_Working data_
+ + + + +

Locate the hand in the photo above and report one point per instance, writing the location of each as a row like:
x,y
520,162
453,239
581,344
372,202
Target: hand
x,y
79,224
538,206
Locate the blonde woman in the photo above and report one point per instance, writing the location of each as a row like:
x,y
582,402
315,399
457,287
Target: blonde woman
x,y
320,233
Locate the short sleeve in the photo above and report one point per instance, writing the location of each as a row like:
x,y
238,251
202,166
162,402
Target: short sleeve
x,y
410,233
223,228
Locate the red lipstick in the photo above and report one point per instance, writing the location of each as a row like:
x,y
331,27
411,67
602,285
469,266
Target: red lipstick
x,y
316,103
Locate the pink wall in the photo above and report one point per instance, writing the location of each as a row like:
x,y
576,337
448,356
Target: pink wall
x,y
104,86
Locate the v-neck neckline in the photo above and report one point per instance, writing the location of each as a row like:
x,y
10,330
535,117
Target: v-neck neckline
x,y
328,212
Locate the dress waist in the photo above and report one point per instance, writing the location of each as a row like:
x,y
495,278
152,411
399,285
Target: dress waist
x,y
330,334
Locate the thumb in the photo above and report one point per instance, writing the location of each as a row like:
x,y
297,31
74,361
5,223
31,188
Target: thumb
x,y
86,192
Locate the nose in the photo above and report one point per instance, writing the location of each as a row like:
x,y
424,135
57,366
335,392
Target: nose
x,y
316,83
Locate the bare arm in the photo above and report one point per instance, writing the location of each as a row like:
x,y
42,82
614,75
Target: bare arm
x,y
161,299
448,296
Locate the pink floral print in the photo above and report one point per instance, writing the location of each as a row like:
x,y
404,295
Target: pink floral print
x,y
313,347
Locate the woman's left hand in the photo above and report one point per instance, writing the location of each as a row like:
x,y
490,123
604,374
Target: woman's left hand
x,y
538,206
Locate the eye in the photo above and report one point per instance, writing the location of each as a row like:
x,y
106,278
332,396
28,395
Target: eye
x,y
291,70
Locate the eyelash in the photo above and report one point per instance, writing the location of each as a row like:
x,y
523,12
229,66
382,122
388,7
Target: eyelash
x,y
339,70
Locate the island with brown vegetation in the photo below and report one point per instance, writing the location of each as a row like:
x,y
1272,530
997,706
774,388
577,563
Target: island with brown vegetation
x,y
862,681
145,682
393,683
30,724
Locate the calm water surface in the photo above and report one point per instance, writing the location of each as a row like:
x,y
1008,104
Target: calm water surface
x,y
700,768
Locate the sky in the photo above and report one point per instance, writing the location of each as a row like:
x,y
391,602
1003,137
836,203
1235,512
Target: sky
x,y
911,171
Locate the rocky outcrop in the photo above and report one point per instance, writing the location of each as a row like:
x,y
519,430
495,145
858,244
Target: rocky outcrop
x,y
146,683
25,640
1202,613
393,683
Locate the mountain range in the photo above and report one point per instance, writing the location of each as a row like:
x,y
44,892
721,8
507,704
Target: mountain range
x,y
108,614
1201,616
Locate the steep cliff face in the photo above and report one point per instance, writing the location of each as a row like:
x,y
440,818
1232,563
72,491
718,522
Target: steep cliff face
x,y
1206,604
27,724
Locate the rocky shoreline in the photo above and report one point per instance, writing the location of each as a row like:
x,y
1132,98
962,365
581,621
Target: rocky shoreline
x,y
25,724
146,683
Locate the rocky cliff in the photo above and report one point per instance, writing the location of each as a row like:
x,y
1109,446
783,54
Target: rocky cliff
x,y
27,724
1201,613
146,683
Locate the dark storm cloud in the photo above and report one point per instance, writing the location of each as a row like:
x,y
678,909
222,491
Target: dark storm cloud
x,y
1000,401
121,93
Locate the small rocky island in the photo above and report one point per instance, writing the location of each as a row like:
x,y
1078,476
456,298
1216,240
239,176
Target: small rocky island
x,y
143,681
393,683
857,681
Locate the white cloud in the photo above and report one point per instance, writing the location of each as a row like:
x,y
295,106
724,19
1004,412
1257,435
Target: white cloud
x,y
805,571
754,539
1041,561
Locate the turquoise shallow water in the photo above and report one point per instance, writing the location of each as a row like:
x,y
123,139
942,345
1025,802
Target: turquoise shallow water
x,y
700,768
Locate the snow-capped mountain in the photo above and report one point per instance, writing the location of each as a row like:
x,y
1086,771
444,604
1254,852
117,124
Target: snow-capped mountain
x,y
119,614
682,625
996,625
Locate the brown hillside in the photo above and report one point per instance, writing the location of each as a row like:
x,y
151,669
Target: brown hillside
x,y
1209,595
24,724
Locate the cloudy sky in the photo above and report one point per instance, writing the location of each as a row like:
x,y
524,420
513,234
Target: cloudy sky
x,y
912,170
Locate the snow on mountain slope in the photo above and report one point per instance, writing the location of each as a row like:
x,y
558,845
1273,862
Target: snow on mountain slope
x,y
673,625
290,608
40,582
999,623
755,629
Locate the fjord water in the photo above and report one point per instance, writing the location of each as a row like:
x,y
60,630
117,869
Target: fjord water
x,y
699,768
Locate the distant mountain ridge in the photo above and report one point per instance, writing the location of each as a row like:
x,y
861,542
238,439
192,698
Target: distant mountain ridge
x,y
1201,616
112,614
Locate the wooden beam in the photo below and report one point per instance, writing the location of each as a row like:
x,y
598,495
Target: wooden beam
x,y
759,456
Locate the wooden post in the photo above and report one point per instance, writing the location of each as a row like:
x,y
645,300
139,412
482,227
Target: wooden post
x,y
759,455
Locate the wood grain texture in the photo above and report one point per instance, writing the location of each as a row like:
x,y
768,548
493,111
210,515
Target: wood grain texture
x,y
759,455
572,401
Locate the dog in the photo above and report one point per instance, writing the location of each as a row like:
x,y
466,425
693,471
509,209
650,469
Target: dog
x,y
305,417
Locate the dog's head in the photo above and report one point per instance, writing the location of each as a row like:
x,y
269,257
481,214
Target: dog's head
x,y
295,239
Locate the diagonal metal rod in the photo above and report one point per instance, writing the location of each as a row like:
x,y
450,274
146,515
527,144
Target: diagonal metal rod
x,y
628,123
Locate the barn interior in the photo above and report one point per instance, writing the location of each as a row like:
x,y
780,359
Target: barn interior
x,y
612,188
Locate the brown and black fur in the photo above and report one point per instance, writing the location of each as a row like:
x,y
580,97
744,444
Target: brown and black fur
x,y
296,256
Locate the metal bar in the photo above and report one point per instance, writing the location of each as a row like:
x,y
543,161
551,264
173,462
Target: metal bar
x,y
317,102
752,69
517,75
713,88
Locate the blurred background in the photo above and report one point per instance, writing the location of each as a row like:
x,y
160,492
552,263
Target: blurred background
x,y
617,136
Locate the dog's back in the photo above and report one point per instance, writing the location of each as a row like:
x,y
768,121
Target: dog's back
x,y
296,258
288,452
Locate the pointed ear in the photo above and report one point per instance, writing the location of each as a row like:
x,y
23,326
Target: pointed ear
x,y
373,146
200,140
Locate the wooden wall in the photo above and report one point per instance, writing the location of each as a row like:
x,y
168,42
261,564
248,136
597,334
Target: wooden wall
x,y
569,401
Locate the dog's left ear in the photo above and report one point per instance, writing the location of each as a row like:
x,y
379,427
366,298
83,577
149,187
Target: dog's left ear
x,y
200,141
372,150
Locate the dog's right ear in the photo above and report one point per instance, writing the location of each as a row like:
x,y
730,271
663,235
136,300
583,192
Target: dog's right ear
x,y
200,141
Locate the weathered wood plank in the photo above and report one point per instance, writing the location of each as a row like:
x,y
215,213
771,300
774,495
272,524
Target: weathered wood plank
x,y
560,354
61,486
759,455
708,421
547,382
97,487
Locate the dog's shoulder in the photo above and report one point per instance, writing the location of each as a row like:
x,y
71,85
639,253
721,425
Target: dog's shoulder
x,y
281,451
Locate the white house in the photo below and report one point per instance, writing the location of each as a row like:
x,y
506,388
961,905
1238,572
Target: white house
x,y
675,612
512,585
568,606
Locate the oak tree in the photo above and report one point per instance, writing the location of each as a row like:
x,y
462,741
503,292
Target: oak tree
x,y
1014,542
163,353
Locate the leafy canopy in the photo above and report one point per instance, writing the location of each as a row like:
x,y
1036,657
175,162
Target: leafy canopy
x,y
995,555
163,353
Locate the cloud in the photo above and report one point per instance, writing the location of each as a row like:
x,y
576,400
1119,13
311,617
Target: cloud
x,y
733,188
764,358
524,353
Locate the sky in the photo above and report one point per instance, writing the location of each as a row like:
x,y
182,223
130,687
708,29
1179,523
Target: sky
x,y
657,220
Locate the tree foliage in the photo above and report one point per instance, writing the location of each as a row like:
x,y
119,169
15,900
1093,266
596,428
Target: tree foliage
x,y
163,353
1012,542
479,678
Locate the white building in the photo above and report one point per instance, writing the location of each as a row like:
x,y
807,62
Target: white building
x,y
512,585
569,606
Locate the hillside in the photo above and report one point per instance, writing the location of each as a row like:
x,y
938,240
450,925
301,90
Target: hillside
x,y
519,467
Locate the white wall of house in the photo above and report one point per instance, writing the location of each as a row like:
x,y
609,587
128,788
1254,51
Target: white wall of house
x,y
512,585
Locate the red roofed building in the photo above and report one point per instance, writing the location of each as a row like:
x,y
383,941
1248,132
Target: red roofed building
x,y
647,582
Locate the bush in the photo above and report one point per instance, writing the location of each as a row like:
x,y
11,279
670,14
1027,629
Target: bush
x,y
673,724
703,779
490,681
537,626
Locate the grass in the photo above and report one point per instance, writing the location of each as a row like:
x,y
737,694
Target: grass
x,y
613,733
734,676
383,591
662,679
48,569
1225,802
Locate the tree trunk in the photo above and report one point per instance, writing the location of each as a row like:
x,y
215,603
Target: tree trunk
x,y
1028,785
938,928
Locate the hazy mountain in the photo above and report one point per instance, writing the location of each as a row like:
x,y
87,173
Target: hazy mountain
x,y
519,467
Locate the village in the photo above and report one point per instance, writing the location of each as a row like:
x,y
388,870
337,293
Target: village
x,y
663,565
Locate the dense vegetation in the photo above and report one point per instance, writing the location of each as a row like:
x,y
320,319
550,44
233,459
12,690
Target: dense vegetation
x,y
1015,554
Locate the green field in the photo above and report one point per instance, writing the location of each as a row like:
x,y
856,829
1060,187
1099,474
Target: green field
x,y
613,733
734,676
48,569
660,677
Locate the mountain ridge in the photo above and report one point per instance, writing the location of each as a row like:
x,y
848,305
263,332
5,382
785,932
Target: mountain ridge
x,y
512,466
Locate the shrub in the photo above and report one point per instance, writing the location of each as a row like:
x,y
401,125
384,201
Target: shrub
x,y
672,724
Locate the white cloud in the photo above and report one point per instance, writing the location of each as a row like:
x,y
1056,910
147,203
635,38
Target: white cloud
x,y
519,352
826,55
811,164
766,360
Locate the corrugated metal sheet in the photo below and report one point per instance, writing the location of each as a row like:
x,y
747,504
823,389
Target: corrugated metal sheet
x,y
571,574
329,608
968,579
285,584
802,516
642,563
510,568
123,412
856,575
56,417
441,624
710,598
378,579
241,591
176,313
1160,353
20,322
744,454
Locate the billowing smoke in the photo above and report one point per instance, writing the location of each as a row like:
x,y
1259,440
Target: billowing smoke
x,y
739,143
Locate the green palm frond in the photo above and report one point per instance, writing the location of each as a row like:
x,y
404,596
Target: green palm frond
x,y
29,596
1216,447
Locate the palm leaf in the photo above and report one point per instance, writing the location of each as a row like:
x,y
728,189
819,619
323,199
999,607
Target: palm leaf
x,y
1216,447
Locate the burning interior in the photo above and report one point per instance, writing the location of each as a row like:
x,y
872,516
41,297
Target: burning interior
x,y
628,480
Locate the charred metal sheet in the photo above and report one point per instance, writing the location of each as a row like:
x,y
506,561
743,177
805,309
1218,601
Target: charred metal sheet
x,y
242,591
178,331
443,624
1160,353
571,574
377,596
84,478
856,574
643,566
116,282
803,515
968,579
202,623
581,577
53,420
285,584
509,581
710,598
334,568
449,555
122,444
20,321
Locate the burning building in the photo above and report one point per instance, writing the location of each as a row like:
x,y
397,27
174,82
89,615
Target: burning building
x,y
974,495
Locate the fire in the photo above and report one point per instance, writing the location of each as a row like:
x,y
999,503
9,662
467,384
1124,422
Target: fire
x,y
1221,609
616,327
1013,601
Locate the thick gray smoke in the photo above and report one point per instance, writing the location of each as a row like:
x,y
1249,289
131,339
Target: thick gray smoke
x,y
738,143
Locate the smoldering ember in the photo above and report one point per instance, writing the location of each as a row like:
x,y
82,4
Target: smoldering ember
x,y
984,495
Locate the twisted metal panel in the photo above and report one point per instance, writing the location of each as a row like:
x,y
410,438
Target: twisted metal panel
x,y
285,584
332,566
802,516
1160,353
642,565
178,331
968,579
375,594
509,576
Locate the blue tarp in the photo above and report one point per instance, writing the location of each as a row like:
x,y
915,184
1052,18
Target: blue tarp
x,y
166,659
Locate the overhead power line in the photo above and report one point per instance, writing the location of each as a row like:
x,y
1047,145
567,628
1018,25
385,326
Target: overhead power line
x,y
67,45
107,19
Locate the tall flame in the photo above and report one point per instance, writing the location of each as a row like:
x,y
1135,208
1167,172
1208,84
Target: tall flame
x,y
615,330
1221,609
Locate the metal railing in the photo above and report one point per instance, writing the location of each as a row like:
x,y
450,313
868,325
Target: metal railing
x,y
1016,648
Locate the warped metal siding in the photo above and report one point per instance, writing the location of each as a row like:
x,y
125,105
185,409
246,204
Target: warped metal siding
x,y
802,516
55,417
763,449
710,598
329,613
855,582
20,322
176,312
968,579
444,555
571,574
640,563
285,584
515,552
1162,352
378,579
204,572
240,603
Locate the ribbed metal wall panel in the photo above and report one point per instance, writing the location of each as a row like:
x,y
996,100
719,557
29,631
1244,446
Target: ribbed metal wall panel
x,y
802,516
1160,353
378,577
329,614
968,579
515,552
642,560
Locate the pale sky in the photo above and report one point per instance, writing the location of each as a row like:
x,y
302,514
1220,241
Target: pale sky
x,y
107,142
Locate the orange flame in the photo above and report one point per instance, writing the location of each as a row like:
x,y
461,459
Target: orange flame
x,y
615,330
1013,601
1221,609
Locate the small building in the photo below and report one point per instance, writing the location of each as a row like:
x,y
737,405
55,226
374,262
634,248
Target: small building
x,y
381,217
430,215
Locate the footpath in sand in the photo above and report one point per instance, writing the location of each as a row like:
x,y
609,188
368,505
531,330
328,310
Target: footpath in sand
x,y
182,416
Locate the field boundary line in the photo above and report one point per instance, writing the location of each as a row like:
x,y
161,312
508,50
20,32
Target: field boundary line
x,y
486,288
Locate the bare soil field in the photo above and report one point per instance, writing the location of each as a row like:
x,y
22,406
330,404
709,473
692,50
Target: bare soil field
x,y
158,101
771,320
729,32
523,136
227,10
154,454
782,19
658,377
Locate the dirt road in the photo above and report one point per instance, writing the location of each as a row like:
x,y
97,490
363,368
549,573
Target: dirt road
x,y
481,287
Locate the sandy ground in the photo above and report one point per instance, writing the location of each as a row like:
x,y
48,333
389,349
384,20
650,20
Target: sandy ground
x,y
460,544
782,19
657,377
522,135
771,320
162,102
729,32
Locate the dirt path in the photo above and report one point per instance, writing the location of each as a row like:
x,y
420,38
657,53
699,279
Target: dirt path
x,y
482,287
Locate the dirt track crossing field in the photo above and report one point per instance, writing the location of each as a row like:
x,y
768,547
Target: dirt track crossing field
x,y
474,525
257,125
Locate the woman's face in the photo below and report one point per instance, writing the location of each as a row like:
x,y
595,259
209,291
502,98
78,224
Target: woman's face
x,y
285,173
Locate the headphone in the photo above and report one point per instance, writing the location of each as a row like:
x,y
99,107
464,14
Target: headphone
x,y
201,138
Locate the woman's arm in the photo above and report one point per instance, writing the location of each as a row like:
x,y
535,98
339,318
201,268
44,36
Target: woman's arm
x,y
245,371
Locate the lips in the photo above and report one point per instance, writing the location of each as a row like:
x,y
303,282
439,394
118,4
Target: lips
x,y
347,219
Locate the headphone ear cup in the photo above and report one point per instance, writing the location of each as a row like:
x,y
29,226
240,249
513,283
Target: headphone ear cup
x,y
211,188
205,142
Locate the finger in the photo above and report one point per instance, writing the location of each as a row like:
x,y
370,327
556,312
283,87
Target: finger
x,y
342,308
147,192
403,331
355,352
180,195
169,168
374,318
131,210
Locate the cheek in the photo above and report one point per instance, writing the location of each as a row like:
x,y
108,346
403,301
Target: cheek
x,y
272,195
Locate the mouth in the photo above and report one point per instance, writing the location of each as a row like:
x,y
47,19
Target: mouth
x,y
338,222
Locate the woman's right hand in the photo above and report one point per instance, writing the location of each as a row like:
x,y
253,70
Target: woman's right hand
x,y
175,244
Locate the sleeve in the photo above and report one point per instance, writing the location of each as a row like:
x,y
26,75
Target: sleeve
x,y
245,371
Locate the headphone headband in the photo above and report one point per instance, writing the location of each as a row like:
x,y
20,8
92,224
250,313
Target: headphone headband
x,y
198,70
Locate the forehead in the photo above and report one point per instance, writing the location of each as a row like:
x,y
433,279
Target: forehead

+ + + + +

_Task objective_
Reproduce the lines of the entries above exactly, but only from the line containing "Locate the sleeve" through the final line.

_Correct result_
Locate the sleeve in the photo above and report one point per instance, writing the location of each as a row like:
x,y
26,75
Target: sleeve
x,y
245,371
Locate the headphone headband in the photo above and report one point per instance, writing the location of each as a row like:
x,y
20,8
92,224
250,313
Target: headphone headband
x,y
198,70
Locate the forehead in the photo above and report one point per instance, writing the location of each as a row like:
x,y
433,279
Target: forehead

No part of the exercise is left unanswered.